Supplied material:

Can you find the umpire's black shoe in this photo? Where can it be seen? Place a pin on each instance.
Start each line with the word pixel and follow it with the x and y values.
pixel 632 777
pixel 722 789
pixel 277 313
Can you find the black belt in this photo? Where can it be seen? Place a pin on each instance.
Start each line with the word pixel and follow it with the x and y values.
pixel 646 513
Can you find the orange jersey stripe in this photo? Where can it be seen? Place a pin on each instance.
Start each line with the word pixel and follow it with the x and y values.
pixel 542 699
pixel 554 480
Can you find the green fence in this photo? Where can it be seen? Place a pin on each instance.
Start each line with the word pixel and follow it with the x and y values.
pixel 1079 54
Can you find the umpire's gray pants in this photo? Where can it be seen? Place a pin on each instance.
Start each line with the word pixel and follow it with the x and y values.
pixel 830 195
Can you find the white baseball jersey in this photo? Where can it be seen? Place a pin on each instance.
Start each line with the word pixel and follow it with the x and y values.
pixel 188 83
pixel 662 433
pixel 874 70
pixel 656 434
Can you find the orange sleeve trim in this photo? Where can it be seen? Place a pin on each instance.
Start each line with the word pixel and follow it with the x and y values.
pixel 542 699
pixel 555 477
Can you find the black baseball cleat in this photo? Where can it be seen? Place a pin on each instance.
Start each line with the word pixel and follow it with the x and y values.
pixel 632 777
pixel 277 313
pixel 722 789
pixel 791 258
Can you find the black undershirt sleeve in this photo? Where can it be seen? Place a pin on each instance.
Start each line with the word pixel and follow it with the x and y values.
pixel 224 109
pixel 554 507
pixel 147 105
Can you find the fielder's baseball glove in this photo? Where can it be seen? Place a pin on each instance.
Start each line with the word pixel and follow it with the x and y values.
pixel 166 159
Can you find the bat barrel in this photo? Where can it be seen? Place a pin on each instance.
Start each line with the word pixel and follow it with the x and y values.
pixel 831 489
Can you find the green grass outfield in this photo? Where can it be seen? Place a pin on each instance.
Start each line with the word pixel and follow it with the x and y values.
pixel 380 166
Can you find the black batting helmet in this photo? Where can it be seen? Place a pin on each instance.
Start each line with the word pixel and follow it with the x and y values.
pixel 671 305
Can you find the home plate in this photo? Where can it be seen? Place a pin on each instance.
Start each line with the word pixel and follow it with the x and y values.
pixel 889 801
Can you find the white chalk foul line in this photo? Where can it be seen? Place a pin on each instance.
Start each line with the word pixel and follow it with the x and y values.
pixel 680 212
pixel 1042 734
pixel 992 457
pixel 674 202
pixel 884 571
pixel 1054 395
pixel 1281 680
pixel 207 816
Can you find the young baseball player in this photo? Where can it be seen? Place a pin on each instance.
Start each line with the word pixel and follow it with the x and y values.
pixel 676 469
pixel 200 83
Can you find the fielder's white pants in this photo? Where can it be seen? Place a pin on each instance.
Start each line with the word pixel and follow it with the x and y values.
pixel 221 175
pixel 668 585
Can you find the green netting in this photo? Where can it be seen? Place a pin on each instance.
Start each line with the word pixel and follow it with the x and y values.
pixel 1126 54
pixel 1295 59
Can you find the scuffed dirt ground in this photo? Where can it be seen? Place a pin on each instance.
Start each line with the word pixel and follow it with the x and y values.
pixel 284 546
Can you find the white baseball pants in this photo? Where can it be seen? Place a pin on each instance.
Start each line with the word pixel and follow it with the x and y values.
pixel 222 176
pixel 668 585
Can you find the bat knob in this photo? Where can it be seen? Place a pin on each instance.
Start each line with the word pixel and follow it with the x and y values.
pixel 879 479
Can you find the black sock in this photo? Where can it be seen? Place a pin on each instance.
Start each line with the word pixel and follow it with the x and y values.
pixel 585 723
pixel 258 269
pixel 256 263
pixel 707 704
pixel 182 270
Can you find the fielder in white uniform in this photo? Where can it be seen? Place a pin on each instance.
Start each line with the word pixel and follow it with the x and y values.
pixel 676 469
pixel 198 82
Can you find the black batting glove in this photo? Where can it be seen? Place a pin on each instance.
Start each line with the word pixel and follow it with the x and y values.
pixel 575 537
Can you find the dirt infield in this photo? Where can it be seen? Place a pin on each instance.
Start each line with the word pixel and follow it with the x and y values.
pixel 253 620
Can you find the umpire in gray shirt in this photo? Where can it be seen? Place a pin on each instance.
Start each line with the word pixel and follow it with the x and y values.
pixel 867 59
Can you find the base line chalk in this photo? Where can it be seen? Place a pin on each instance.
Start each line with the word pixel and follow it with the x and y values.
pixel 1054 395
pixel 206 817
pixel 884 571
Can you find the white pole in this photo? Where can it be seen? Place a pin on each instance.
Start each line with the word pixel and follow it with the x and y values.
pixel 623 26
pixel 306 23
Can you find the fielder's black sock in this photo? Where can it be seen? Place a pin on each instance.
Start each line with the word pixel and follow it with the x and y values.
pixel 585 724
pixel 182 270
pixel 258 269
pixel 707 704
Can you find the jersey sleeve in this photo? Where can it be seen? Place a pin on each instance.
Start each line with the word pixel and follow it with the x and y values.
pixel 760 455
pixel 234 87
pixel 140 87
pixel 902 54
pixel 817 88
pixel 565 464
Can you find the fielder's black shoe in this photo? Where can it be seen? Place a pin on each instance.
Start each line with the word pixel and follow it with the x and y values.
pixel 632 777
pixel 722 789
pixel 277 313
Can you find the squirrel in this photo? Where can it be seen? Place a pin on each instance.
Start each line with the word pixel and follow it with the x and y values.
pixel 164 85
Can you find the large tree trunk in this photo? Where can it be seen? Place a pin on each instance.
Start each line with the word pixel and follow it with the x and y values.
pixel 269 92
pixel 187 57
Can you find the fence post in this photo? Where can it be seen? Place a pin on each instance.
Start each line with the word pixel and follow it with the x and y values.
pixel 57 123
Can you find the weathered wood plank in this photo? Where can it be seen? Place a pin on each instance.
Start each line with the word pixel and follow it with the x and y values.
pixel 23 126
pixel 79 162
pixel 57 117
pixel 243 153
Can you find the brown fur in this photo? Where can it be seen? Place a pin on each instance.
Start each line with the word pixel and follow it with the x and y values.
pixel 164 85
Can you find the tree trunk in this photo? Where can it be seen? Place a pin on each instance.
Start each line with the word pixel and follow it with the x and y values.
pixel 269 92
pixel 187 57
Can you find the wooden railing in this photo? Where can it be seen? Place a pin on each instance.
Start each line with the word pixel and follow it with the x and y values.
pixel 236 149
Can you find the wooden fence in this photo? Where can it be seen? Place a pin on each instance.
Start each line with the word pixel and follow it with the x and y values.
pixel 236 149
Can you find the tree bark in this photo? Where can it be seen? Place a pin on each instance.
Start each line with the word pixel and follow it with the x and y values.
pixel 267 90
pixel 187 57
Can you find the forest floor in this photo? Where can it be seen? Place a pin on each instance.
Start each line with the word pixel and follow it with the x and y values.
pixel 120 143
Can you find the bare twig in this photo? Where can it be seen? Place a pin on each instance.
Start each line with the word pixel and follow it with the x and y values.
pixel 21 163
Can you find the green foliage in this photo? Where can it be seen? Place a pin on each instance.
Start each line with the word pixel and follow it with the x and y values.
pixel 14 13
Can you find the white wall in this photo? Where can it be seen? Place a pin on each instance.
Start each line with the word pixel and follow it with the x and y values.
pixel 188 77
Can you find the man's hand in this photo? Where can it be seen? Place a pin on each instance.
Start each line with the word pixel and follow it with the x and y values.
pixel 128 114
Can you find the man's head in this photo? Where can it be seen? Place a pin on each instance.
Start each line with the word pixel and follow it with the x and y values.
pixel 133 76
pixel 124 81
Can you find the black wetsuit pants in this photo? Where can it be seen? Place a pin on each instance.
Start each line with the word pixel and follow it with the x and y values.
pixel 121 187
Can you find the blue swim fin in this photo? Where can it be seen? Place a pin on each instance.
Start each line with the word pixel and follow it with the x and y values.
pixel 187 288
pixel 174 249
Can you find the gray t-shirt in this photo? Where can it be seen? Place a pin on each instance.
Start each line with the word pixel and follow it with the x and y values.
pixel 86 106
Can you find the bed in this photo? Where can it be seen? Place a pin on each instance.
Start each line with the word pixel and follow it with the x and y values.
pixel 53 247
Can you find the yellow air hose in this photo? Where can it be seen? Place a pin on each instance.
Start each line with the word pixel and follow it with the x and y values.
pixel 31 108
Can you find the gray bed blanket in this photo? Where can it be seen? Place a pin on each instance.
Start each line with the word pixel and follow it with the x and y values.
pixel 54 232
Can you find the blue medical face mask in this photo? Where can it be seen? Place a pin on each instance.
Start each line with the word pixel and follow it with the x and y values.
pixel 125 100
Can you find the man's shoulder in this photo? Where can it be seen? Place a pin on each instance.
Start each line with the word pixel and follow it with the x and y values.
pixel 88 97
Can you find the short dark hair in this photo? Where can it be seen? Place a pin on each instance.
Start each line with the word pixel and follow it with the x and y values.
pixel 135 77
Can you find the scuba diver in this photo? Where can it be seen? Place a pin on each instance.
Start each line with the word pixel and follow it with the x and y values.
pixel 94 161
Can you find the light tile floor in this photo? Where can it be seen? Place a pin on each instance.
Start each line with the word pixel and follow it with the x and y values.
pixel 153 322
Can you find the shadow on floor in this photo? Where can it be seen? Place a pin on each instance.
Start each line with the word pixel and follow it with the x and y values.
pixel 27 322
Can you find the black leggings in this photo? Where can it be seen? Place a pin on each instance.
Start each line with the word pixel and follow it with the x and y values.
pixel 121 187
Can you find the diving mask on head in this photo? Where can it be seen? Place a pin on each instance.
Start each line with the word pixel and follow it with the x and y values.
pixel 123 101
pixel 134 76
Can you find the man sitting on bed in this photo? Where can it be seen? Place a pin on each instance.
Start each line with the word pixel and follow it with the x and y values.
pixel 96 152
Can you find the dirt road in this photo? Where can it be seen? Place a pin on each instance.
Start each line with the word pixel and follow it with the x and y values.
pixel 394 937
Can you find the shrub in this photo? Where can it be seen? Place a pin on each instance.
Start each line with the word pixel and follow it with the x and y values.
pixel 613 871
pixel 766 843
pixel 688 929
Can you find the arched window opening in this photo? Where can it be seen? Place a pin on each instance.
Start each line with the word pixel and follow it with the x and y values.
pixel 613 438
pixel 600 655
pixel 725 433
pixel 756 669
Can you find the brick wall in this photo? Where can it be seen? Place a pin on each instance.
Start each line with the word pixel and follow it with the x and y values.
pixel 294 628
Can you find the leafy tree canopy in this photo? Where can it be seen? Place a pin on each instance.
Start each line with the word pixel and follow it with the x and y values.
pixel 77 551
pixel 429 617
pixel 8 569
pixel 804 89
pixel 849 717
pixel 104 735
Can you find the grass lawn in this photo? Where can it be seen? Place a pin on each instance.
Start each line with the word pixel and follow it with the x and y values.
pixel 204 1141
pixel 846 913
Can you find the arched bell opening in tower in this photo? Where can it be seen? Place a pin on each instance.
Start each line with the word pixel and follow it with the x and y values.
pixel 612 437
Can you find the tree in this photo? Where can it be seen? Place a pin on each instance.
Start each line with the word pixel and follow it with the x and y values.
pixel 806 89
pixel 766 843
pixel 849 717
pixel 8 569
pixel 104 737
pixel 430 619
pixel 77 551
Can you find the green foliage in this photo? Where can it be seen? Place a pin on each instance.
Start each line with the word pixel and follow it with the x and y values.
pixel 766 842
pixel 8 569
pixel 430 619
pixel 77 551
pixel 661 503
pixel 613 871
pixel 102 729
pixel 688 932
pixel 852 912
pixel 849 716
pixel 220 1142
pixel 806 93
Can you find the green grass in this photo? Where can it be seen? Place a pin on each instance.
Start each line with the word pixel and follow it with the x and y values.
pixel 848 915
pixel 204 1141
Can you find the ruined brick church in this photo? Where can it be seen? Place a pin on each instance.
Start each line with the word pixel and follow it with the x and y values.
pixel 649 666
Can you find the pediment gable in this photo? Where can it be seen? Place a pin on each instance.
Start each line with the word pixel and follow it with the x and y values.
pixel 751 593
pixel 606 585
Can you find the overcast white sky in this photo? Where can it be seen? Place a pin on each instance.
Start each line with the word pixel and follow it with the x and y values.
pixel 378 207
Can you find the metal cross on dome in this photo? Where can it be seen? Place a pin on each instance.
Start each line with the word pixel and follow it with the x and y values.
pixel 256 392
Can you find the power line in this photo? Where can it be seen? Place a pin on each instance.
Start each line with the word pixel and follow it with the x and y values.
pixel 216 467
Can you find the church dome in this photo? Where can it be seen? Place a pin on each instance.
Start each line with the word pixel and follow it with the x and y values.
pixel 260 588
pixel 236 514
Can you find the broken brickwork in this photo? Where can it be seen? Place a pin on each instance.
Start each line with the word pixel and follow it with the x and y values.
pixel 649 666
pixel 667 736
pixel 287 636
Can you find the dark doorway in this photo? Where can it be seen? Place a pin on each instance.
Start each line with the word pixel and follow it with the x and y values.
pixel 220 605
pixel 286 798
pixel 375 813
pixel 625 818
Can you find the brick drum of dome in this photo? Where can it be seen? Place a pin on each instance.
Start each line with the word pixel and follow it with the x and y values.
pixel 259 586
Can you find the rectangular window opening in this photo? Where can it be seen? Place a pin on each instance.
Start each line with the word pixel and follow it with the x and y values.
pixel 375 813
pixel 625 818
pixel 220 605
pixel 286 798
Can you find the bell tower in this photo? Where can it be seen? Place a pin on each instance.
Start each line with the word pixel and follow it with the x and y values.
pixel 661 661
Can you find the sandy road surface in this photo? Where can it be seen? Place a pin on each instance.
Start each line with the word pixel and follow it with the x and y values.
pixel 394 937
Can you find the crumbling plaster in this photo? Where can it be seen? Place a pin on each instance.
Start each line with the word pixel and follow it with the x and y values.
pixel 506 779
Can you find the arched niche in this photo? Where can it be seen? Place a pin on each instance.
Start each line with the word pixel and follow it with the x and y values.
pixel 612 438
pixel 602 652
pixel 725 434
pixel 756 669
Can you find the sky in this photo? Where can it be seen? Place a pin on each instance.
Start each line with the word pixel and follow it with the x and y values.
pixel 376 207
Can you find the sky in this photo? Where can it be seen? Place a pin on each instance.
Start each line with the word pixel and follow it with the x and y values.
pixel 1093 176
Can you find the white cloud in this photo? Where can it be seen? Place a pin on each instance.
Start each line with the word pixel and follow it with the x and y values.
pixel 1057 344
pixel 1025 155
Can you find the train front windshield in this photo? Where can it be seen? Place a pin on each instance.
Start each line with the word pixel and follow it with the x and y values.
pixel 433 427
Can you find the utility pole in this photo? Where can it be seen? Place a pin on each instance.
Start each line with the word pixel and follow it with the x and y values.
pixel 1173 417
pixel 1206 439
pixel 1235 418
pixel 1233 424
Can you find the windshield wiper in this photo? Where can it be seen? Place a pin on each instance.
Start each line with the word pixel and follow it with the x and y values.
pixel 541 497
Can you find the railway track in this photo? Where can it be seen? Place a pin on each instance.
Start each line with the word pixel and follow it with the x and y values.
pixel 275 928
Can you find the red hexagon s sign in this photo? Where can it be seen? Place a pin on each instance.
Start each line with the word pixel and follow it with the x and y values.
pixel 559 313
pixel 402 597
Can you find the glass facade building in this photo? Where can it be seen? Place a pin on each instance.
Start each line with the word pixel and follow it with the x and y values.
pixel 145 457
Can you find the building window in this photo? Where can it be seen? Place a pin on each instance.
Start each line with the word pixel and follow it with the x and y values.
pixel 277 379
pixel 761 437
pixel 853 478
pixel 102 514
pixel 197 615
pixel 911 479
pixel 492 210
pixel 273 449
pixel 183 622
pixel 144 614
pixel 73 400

Exercise details: Reproduce verbatim the rows from the line containing "Can you find the black leggings" through the line containing "pixel 134 76", including both of those lines.

Solved exercise:
Can you find the black leggings in this photo? Where can it be seen? Place a pin on each instance.
Start each line with the word pixel and follow it with the x and y values.
pixel 121 187
Can you find the diving mask on head in this photo? Where can it be seen? Place a pin on each instance.
Start each line with the word pixel and follow it with the x and y values.
pixel 123 101
pixel 134 76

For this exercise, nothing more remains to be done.